──────── RECORDS SHOWN

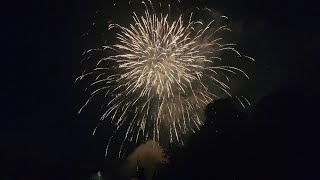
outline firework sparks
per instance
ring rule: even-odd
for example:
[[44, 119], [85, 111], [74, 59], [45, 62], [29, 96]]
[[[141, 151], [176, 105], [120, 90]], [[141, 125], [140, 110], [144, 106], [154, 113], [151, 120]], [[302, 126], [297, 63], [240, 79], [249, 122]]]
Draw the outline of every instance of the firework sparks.
[[199, 112], [208, 103], [221, 92], [231, 96], [228, 74], [249, 77], [240, 68], [220, 65], [221, 51], [241, 56], [235, 44], [219, 36], [230, 31], [226, 25], [195, 21], [192, 13], [187, 20], [184, 15], [171, 20], [168, 14], [153, 12], [151, 2], [152, 11], [144, 4], [144, 14], [133, 13], [129, 26], [110, 24], [109, 30], [119, 31], [117, 43], [103, 46], [109, 55], [78, 78], [95, 76], [94, 90], [83, 107], [97, 95], [107, 97], [101, 120], [110, 119], [118, 129], [127, 127], [123, 142], [159, 141], [161, 128], [166, 128], [170, 142], [183, 143], [183, 134], [202, 125]]

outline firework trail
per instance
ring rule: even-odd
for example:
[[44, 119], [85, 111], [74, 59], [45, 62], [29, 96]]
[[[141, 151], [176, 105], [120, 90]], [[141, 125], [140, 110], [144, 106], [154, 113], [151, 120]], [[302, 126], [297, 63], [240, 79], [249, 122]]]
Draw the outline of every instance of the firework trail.
[[132, 24], [110, 24], [109, 30], [118, 30], [116, 43], [103, 46], [100, 50], [107, 55], [78, 77], [95, 77], [91, 97], [80, 111], [103, 95], [101, 121], [125, 127], [123, 142], [159, 141], [161, 136], [183, 143], [184, 134], [203, 124], [200, 114], [207, 104], [221, 94], [231, 97], [228, 74], [249, 77], [237, 67], [221, 65], [221, 52], [241, 56], [235, 44], [220, 37], [220, 32], [230, 31], [226, 25], [196, 21], [193, 13], [172, 18], [156, 13], [151, 1], [142, 3], [145, 11], [133, 13]]

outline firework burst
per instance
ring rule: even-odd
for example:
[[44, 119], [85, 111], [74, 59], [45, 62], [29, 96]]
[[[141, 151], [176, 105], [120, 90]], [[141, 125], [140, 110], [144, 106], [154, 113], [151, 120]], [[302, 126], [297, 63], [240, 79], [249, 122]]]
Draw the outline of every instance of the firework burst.
[[94, 90], [81, 110], [103, 95], [101, 121], [125, 127], [123, 142], [159, 141], [161, 136], [183, 143], [184, 134], [203, 124], [201, 112], [207, 104], [221, 94], [231, 96], [228, 74], [248, 76], [237, 67], [221, 65], [223, 51], [241, 56], [235, 44], [219, 36], [230, 31], [226, 25], [195, 21], [193, 13], [172, 19], [150, 6], [152, 11], [146, 5], [143, 14], [133, 13], [129, 26], [110, 24], [109, 29], [118, 30], [116, 43], [103, 46], [107, 56], [78, 78], [95, 77], [90, 85]]

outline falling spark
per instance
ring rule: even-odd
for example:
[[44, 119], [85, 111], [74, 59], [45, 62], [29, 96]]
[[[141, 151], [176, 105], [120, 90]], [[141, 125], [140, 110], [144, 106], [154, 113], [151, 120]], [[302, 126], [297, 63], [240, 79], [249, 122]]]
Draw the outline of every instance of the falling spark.
[[162, 128], [168, 130], [165, 137], [170, 142], [183, 144], [183, 135], [196, 132], [203, 124], [199, 112], [207, 104], [221, 98], [222, 93], [231, 97], [231, 88], [224, 82], [230, 81], [228, 74], [239, 73], [249, 79], [240, 68], [220, 65], [221, 52], [254, 60], [242, 56], [235, 44], [223, 42], [219, 32], [231, 31], [226, 25], [217, 26], [215, 20], [207, 24], [196, 21], [193, 13], [188, 20], [183, 14], [172, 20], [169, 14], [155, 13], [150, 0], [143, 3], [144, 13], [133, 13], [130, 25], [109, 25], [109, 29], [119, 31], [115, 44], [100, 49], [109, 55], [78, 77], [95, 75], [90, 85], [94, 90], [80, 111], [94, 97], [105, 96], [101, 121], [110, 120], [117, 130], [125, 127], [121, 149], [127, 140], [160, 141]]

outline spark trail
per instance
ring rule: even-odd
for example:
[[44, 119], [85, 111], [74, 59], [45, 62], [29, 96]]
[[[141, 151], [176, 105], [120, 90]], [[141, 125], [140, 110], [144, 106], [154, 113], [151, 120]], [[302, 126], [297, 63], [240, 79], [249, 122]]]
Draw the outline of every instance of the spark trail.
[[117, 129], [126, 127], [123, 142], [159, 141], [164, 128], [163, 137], [183, 143], [184, 134], [203, 124], [200, 112], [207, 104], [221, 94], [231, 97], [228, 74], [249, 77], [240, 68], [221, 65], [222, 52], [241, 56], [235, 44], [223, 42], [220, 32], [230, 31], [226, 25], [216, 26], [214, 19], [204, 24], [194, 20], [193, 13], [172, 19], [155, 13], [151, 1], [152, 11], [143, 3], [144, 13], [133, 13], [132, 24], [110, 24], [109, 30], [119, 32], [115, 44], [101, 48], [109, 55], [78, 77], [95, 77], [91, 97], [80, 111], [104, 95], [101, 121], [108, 119]]

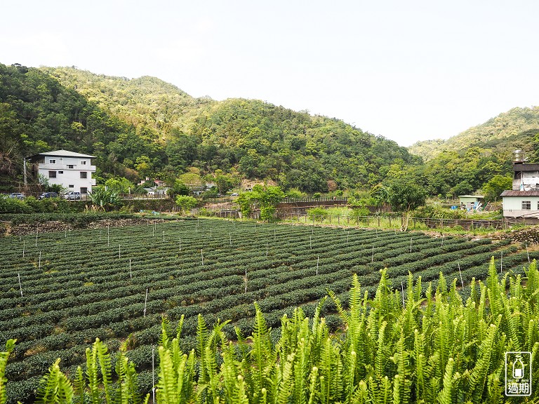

────────────────

**EXERCISE DETAILS:**
Please format the records from the line with "outline firework burst" to the line with "77], [90, 85]]", both included, as a Markdown table with the columns Row and Line. Leave out blank lines.

**REPLY TO THE EXERCISE:**
| Row | Line |
|---|---|
| 1 | outline firework burst |
| 2 | per instance |
| 3 | ring rule: even-odd |
| 4 | for example: |
| 5 | [[44, 119], [85, 111], [74, 59], [45, 62], [29, 96]] |
| 6 | [[[141, 151], [176, 105], [120, 90]], [[141, 125], [140, 110], [144, 106], [154, 113], [151, 120]], [[302, 126], [297, 63], [240, 79], [249, 122]]] |
| 7 | Draw the outline of every instance of the firework burst. |
| 8 | [[94, 90], [81, 110], [103, 95], [101, 121], [125, 127], [123, 142], [159, 141], [161, 136], [183, 143], [184, 134], [203, 124], [201, 112], [207, 104], [221, 94], [231, 96], [228, 74], [248, 76], [237, 67], [221, 65], [223, 51], [241, 56], [235, 44], [219, 36], [230, 31], [226, 25], [195, 21], [193, 13], [172, 19], [150, 6], [152, 11], [146, 5], [143, 14], [133, 13], [129, 26], [110, 24], [109, 29], [118, 30], [116, 43], [103, 46], [107, 56], [78, 78], [95, 77], [90, 85]] |